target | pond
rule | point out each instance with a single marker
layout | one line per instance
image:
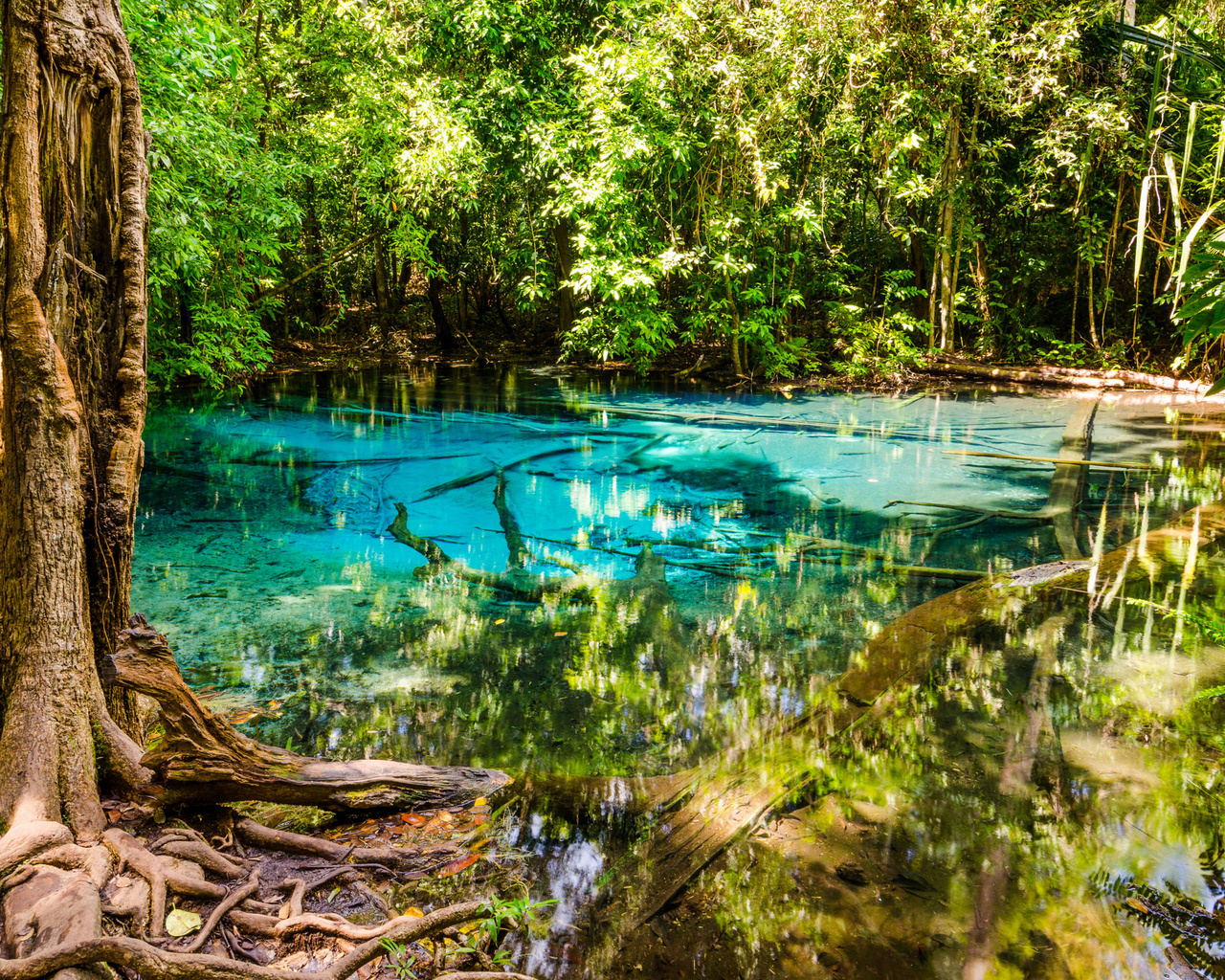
(792, 529)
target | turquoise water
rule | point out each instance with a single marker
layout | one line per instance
(262, 551)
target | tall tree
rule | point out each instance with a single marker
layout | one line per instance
(73, 346)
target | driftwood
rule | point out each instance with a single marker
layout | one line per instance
(1075, 377)
(1063, 497)
(723, 800)
(202, 758)
(527, 586)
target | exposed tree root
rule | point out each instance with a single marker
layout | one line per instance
(202, 758)
(396, 858)
(235, 897)
(161, 965)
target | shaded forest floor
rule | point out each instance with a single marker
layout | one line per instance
(355, 344)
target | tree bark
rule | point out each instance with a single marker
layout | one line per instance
(73, 345)
(381, 294)
(565, 270)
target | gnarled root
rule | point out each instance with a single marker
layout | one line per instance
(202, 758)
(160, 965)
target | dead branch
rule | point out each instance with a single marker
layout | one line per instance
(520, 554)
(1077, 377)
(723, 799)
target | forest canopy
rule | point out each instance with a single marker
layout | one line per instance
(800, 183)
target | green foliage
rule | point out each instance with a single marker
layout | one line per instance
(794, 182)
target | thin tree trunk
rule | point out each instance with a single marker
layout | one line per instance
(983, 287)
(1093, 326)
(73, 345)
(565, 270)
(314, 258)
(957, 275)
(381, 296)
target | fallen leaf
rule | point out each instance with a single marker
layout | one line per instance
(180, 923)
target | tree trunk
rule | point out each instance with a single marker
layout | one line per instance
(565, 268)
(381, 294)
(442, 328)
(73, 345)
(314, 258)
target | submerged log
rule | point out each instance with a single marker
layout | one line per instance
(202, 758)
(718, 803)
(648, 578)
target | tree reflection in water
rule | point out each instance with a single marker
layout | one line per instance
(1037, 806)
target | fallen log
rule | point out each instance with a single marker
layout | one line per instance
(527, 586)
(718, 803)
(202, 758)
(1075, 377)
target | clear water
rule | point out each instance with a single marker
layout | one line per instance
(262, 551)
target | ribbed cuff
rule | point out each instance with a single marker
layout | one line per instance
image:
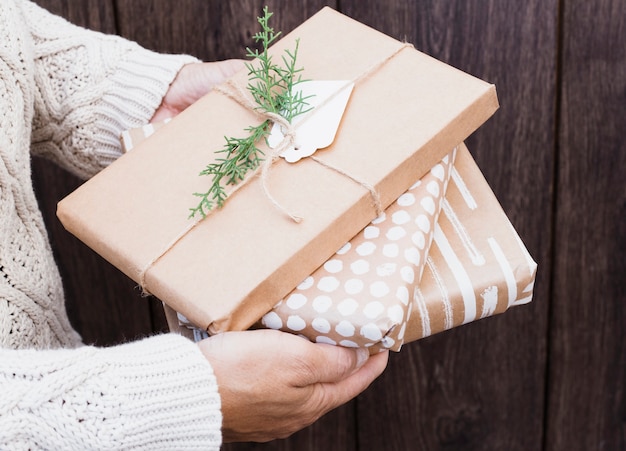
(135, 91)
(169, 395)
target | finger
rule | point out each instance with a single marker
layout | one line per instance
(327, 363)
(340, 392)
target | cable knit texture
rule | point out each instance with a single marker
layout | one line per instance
(66, 93)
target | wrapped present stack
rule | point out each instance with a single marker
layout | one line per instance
(400, 238)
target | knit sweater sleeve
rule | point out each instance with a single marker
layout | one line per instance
(159, 393)
(90, 88)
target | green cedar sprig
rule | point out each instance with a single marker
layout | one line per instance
(272, 88)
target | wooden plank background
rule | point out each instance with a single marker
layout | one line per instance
(550, 375)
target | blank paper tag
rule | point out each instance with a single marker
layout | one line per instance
(320, 127)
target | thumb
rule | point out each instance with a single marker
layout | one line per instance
(336, 363)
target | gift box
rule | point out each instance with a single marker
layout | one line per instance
(476, 267)
(226, 271)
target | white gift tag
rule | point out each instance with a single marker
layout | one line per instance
(322, 123)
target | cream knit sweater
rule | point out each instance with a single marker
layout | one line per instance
(66, 93)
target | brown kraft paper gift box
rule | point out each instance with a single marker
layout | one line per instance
(476, 267)
(232, 267)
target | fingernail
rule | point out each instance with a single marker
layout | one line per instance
(362, 355)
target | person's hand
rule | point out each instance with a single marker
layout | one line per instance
(273, 384)
(192, 82)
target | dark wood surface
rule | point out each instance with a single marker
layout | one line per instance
(550, 375)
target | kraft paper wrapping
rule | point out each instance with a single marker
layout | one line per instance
(442, 255)
(233, 266)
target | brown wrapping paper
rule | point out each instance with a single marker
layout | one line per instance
(233, 266)
(476, 267)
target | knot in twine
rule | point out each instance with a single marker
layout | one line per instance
(237, 94)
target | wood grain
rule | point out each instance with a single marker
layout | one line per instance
(480, 386)
(587, 401)
(550, 375)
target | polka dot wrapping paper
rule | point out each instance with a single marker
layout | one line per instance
(362, 296)
(442, 255)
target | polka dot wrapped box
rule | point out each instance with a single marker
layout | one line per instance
(406, 111)
(444, 254)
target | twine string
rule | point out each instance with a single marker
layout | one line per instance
(235, 92)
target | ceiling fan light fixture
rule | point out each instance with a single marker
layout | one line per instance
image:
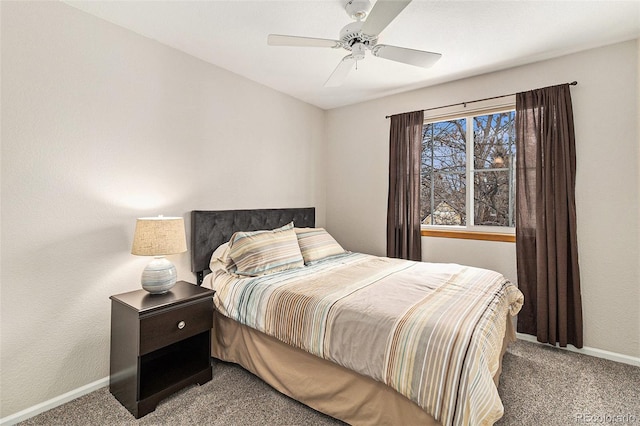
(357, 9)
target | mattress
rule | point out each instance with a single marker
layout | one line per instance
(431, 335)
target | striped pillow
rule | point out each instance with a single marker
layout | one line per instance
(316, 244)
(263, 252)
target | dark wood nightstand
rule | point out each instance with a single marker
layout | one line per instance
(160, 343)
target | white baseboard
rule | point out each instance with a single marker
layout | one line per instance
(598, 353)
(54, 402)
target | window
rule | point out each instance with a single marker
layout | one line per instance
(468, 171)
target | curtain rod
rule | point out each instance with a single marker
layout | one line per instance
(573, 83)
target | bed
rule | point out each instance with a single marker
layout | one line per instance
(325, 355)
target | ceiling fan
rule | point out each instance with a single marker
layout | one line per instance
(360, 36)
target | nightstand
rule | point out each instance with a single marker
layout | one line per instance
(160, 343)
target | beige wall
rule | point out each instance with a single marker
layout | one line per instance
(606, 120)
(100, 126)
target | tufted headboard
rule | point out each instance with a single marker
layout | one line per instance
(209, 229)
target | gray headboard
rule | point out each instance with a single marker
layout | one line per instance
(209, 229)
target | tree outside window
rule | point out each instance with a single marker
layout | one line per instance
(473, 155)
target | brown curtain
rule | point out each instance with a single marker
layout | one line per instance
(546, 241)
(403, 210)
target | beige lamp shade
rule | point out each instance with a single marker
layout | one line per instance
(159, 236)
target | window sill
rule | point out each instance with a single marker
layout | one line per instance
(469, 235)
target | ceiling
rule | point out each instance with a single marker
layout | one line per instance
(474, 37)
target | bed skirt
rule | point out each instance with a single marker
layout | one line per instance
(318, 383)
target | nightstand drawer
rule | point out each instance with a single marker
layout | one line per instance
(169, 326)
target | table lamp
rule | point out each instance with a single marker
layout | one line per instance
(159, 236)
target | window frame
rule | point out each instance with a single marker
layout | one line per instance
(468, 111)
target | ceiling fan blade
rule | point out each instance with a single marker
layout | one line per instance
(419, 58)
(338, 75)
(284, 40)
(381, 15)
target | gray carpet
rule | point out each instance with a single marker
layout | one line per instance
(540, 385)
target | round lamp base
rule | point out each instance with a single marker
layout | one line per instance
(159, 276)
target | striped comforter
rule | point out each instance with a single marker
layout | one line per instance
(433, 332)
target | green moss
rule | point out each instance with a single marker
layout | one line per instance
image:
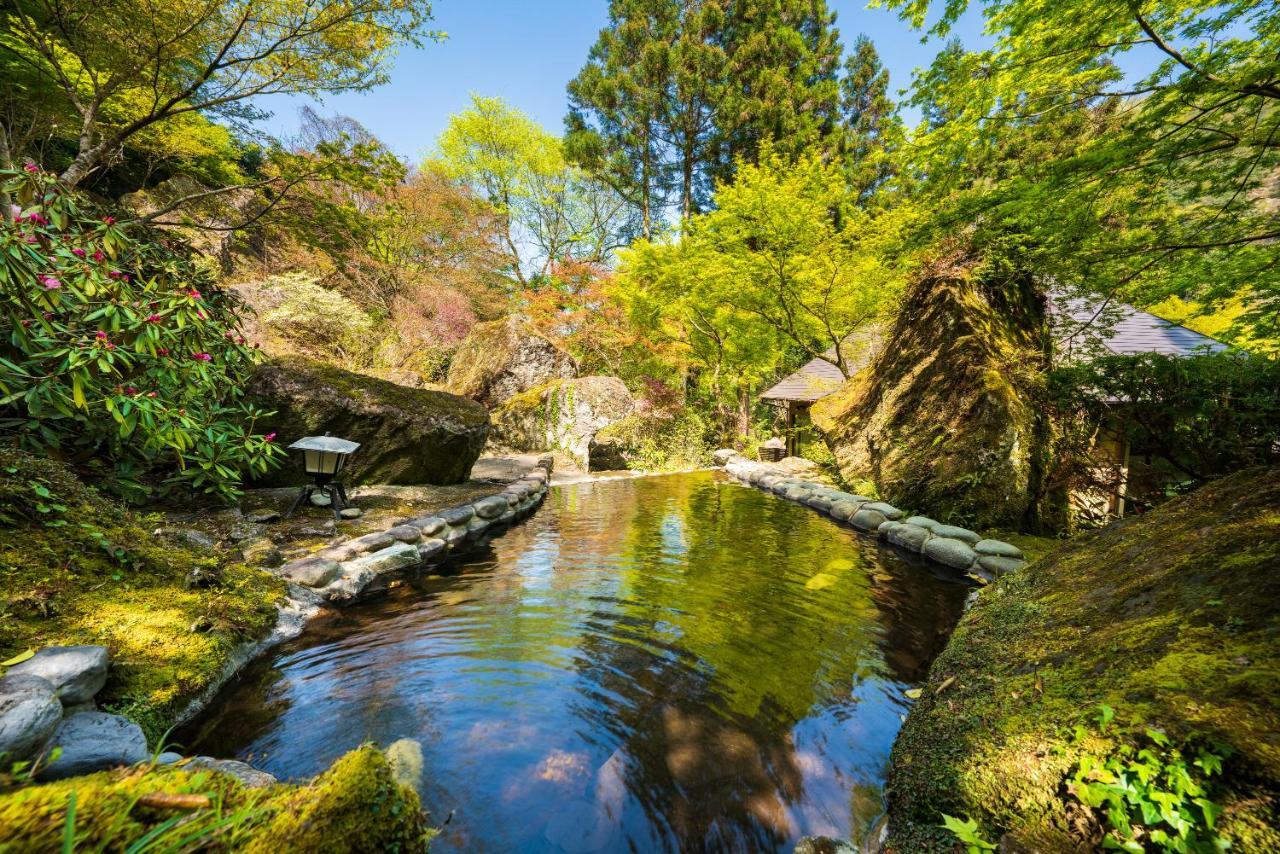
(353, 807)
(1170, 619)
(95, 574)
(356, 805)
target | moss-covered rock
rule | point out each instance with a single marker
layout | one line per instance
(1170, 619)
(407, 435)
(504, 357)
(356, 805)
(942, 420)
(78, 569)
(562, 415)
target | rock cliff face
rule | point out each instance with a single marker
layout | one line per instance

* * * * *

**Problem requirements**.
Retype each record exactly as it stands, but do not include the pictures.

**Task solution**.
target | pond
rule | point out each instance with a single marker
layout | one line per instance
image:
(792, 529)
target | turquoise water
rule | point out each instance with a single marker
layout | one line per instance
(262, 551)
target | tall tree
rule | point out each instance with a single marker
layout | one line per instance
(73, 346)
target | driftwood
rule | point out each instance with a single marker
layout | one line per instance
(1075, 377)
(1063, 497)
(723, 800)
(202, 758)
(527, 586)
target | exposed tree root
rule | point out each instance with a single marker
layout | one line per instance
(202, 758)
(396, 858)
(235, 897)
(161, 965)
target | shaded forest floor
rule | point out each instance with a single marker
layout | one line per instance
(355, 344)
target | tree bark
rule | point out each instance with a single marker
layout | one line per instance
(73, 345)
(381, 294)
(565, 270)
target | gnarled root
rule | point out each instance with a single marker
layout | one line per instance
(202, 758)
(160, 965)
target | dead branch
rule | point out each instance with a single marker
layout | one line per instance
(520, 554)
(1077, 377)
(723, 799)
target | forest canopy
rule | point out each instance with a single marker
layout | one line per instance
(800, 183)
target | green foliage
rule | point out each instance with a single marker
layout | one line per instance
(794, 182)
target | thin tree trunk
rule | point out each instance with a single marker
layout | one line per instance
(983, 287)
(1093, 326)
(73, 345)
(565, 270)
(314, 258)
(957, 275)
(381, 296)
target | fallen leaf
rule | point out each instance with a single marker
layout | one line per instance
(180, 923)
target | tree trunk
rule | point out each instance with a single marker
layout | one line per instance
(565, 268)
(381, 294)
(442, 328)
(73, 345)
(314, 258)
target | submerged log
rule | point out each instance with a single marker
layout | one line per instance
(202, 758)
(718, 803)
(648, 578)
target | tree reflection in water
rule | point out each instance with a single marker
layout | one line per instance
(1037, 806)
target | fallen log
rule | point out each instance with a single marker
layout | one line per instance
(527, 586)
(718, 803)
(202, 758)
(1075, 377)
target | clear water
rule | point out each instance with a single marker
layout | one line per instance
(262, 551)
target | ribbed cuff
rule | point out each instance with a single marker
layout | one line per instance
image:
(135, 91)
(169, 395)
target | finger
rule | point out each instance with a single marker
layout | one line per instance
(327, 363)
(340, 392)
target | cable knit texture
rule | point out each instance with a single marker
layout | one line per instance
(66, 93)
target | wrapped present stack
rule | point out each instance with a single marker
layout | one line per instance
(400, 238)
target | knit sweater sleeve
rule | point out each instance with a single marker
layout | one line per instance
(159, 393)
(90, 88)
target | green cedar sprig
rule | point out each instance with a single marker
layout | one line per instance
(272, 88)
target | wooden plank background
rule | point out each instance with a single marker
layout | one line per instance
(550, 375)
target | blank paper tag
rule | point out each instance with a single marker
layout | one line per instance
(320, 127)
target | thumb
rule | point out each instance with a single marker
layout | one line per instance
(336, 363)
target | gift box
rule | point out each instance with a single marker
layout | one line per instance
(476, 267)
(226, 271)
target | white gift tag
rule | point out each instance with a single marker
layout | one line per instance
(322, 123)
target | cream knit sweater
rule | point out each instance with a single marker
layout | one line per instance
(66, 93)
target | brown kraft paper gift box
rule | point out each instance with a single marker
layout | one line per instance
(476, 267)
(232, 267)
target | fingernail
rule | point out each instance with a single marker
layout | one line per instance
(362, 355)
target | person's hand
rule | point out each instance with a single marker
layout | one line per instance
(273, 384)
(192, 82)
target | dark wood surface
rule | point out each instance with a single marker
layout | one line per instance
(550, 375)
target | kraft paper wrapping
rule | point out each instance with a single marker
layout | one line per instance
(442, 255)
(233, 266)
target | brown wrapping paper
rule | point out each instance with a single marker
layout | one line per instance
(233, 266)
(476, 267)
target | knot in twine
rule | point out each instance with a single marker
layout | one line per instance
(237, 94)
target | wood grain
rule | point out each instance with a single marker
layout | one line per instance
(480, 386)
(587, 401)
(550, 375)
target | polka dot wrapping paper
rule | point out each instance with a single marker
layout | one line per instance
(362, 296)
(442, 255)
target | polka dot wrapped box
rule | point out each instance with a single marker
layout | one line per instance
(406, 111)
(444, 254)
target | twine string
rule | point out each instance with a single marker
layout | one line per instance
(235, 92)
target | ceiling fan light fixture
rule | point out each instance with a single marker
layout | one line per instance
image:
(357, 9)
target | mattress
rule | point out each instance with a single marker
layout | one line per instance
(431, 335)
target | striped pillow
rule | point out each instance with a single marker
layout | one line per instance
(316, 244)
(263, 252)
target | dark wood nightstand
rule | point out each instance with a single marker
layout | one line per instance
(160, 343)
target | white baseboard
rule | point out each instance with a single marker
layout | one line per instance
(598, 353)
(54, 402)
target | window
rule | point out each instance with a single marker
layout | one line per instance
(468, 171)
target | curtain rod
rule | point out each instance with a single marker
layout | one line per instance
(573, 83)
target | bed
rule | point out each instance with a single marker
layout | one line per instance
(325, 355)
target | ceiling fan
rule | point out each instance with a single marker
layout | one line per instance
(360, 36)
target | nightstand
rule | point out each instance with a single marker
layout | one line per instance
(160, 343)
target | beige wall
rule | point out each instance with a single marker
layout | one line per instance
(606, 120)
(100, 126)
target | tufted headboard
rule | point out each instance with a single marker
layout | one line per instance
(209, 229)
target | gray headboard
rule | point out each instance with a single marker
layout | one line per instance
(209, 229)
target | tree outside window
rule | point out each instance with a single marker
layout | one line per instance
(473, 155)
target | brown curtain
rule | point out each instance with a single marker
layout | one line per instance
(546, 241)
(403, 210)
target | beige lamp shade
rule | point out each instance with a single marker
layout | one line per instance
(159, 236)
target | window sill
rule | point out each instance with a single marker
layout | one line per instance
(469, 235)
target | ceiling
rule | point out each instance with a single marker
layout | one line per instance
(474, 37)
target | bed skirt
rule | point out each instance with a single marker
layout | one line per instance
(318, 383)
target | nightstand drawer
rule | point out each instance with a single marker
layout | one line per instance
(169, 326)
target | table lamp
rule | point out each instance with a single marker
layout | one line per instance
(159, 236)
target | window frame
rule | point out each instance with a single marker
layout | one line per instance
(468, 111)
target | ceiling fan blade
rule | point out each instance with a single marker
layout | one line per instance
(419, 58)
(338, 75)
(284, 40)
(381, 15)
target | gray carpet
rule | point out each instance with a single marker
layout | one line per instance
(540, 385)
target | round lamp base
rule | point out each instance with a single marker
layout | one line per instance
(159, 276)
target | striped comforter
rule | point out each instance with a single marker
layout | one line per instance
(433, 332)
target | green moss
rule | point out each instance with a single marker
layout | one line per instance
image:
(353, 807)
(1170, 619)
(95, 574)
(356, 805)
target | moss-covered rock
rule | point out each instance with a single marker
layout | one line per instance
(1170, 619)
(407, 435)
(504, 357)
(356, 805)
(942, 420)
(78, 569)
(562, 415)
target | rock cliff face
rule | point out each instance with a single marker
layout | one line per instance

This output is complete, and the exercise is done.